SELECTION:
The electronics giant, which revealed details of its next generation console on Wednesday, bought cloud gaming player Gaikai on 2 July 2012.
While full details of the console and its cloud gaming capabilities have not yet been revealed, Sony did state it will use the technology to let users stream PS4 games to its PS Vita hand-held device.
Nick Parker, CEO and founder of digital media consultancy Parker Consulting, told delegates he expects to see a raft of similar deals in the cloud gaming space over time.
And, while the industry is currently largely dominated by independent companies, “the big boys will come” he said.
“[Sony] have not bought Gaikai just because it sounds sexy and they like David Perry (Gaikai co-founder), they bought it because they thought ‘$380 million (£240 million) is peanuts compared to the cost we would be spending developing our own technologies’,” said Parker.
Parker said he expects PS4 challenger, the Xbox 720, to also feature some kind of cloud gaming element.
Keynote speaker Guillaume Rambourg, managing director of computer game sale and distribution service GOG.com was also enthusiastic about the possibilities for the industry, if Sony does include cloud gaming features in the PS4.
“Until the big announcement from Sony [on Wednesday], cloud gaming was mostly about getting PC gamers to try [it] via internet browsers or a thin client. It was not about getting console gamers to give cloud gaming a try,” which would bring it to the mass market, he said.

STATED GOAL A: Say whether each statement agrees with the article on Sony's cloud gaming. Answer yes or no for each, quoting the deciding words of the article. (i) Sony bought Gaikai on 2 July 2012. (ii) Sony has revealed full details of the console's cloud gaming capabilities. (iii) Parker expects the Xbox 720 to have no cloud gaming features.

Records contained in a dataset
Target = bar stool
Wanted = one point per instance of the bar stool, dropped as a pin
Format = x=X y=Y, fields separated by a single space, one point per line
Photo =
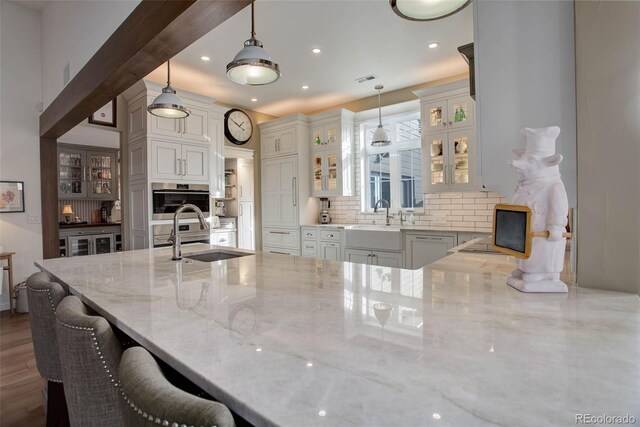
x=43 y=298
x=89 y=355
x=149 y=399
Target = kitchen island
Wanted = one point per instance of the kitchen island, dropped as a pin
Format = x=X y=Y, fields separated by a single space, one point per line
x=286 y=340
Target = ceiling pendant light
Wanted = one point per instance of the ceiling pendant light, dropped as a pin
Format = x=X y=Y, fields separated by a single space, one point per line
x=380 y=137
x=167 y=104
x=252 y=65
x=427 y=10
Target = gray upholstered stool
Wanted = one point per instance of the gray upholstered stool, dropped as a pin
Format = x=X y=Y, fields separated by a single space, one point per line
x=89 y=354
x=43 y=298
x=150 y=400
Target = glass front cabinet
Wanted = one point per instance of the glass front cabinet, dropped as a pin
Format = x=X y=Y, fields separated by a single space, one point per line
x=331 y=155
x=448 y=138
x=87 y=174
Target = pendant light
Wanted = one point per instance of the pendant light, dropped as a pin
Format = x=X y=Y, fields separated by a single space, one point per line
x=380 y=137
x=252 y=65
x=427 y=10
x=167 y=104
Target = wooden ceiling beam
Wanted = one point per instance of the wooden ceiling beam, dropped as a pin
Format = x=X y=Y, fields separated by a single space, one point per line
x=155 y=31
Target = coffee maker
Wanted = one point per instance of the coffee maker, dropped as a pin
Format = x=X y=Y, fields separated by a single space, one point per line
x=324 y=217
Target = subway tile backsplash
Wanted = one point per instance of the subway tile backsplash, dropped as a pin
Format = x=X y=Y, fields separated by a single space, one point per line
x=466 y=209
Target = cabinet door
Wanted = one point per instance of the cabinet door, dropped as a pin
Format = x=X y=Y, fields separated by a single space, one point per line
x=330 y=250
x=268 y=144
x=424 y=249
x=287 y=143
x=246 y=223
x=358 y=256
x=387 y=259
x=194 y=126
x=102 y=175
x=166 y=160
x=195 y=163
x=462 y=150
x=435 y=114
x=71 y=174
x=79 y=245
x=102 y=243
x=245 y=180
x=460 y=112
x=435 y=150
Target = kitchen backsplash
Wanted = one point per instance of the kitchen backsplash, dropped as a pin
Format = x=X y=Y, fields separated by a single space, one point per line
x=473 y=209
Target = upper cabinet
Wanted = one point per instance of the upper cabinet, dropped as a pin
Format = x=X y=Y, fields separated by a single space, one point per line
x=87 y=172
x=332 y=154
x=449 y=138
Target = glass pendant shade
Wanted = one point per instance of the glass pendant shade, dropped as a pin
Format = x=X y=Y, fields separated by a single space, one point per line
x=380 y=137
x=167 y=104
x=427 y=10
x=253 y=66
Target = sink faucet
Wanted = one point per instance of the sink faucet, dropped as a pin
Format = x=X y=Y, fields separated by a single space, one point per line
x=375 y=209
x=175 y=233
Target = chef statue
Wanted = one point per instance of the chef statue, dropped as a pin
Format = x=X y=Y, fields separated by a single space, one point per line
x=540 y=188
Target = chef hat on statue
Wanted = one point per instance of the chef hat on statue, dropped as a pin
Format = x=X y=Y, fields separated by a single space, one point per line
x=541 y=142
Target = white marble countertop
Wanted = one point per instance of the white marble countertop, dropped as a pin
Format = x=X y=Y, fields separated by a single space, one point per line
x=296 y=341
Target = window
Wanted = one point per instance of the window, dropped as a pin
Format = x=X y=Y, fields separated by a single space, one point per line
x=393 y=172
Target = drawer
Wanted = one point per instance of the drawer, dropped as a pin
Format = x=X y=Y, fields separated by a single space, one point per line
x=309 y=233
x=309 y=248
x=281 y=237
x=331 y=235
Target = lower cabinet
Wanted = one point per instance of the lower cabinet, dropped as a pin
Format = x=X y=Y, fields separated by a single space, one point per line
x=381 y=258
x=423 y=249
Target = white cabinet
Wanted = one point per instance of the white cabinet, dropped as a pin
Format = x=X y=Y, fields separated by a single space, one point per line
x=279 y=142
x=423 y=249
x=179 y=162
x=332 y=154
x=373 y=257
x=448 y=138
x=246 y=223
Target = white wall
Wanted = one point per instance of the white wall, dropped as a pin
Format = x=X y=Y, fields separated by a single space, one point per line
x=72 y=32
x=608 y=101
x=20 y=93
x=525 y=78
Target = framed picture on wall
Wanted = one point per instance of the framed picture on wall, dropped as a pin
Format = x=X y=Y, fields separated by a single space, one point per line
x=106 y=116
x=11 y=196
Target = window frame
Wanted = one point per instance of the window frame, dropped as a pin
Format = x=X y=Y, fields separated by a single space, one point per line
x=390 y=124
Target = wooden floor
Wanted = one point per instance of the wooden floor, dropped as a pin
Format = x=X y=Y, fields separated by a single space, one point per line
x=20 y=383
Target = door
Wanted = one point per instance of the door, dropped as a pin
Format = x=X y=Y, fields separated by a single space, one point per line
x=194 y=126
x=245 y=180
x=460 y=112
x=246 y=234
x=268 y=143
x=423 y=249
x=166 y=160
x=71 y=174
x=79 y=245
x=102 y=243
x=195 y=163
x=102 y=175
x=330 y=250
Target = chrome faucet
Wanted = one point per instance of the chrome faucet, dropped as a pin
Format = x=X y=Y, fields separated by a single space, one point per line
x=175 y=233
x=375 y=209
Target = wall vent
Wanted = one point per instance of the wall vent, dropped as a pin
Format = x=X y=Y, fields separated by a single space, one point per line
x=366 y=78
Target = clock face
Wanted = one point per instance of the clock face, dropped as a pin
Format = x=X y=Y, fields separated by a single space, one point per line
x=237 y=126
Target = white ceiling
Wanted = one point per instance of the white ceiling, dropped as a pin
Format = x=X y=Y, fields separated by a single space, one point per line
x=357 y=38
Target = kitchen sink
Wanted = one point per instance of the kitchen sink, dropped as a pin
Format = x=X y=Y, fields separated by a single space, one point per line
x=217 y=255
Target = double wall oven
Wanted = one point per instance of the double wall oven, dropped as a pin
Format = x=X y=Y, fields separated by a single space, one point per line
x=167 y=198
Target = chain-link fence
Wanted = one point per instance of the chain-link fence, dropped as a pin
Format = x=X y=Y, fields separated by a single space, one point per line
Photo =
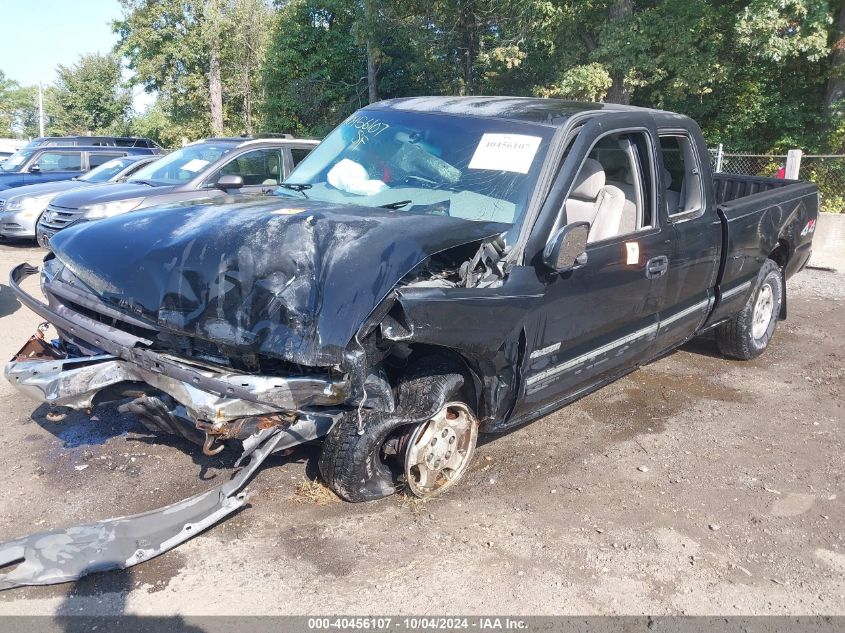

STATED GOAL B: Please reproduce the listing from its start up to and including the line with "x=286 y=340", shifting every coordinate in the answers by -74 and leaving the pictures out.

TASK RESPONSE A:
(i) Yes: "bought cloud gaming player Gaikai on 2 July 2012"
(ii) No: "While full details of the console and its cloud gaming capabilities have not yet been revealed"
(iii) No: "Parker said he expects PS4 challenger, the Xbox 720, to also feature some kind of cloud gaming element."

TASK RESPONSE B:
Target = bar stool
Wanted = one point per instance of the bar stool, dropped as a pin
Format = x=X y=Y, fields separated by a single space, one point per line
Photo =
x=-31 y=224
x=15 y=281
x=75 y=325
Target = kitchen island
Wanted = one point per instance of the kitchen island, dropped as a pin
Format = x=X y=Y, fields separated by a single space, one point per line
x=212 y=266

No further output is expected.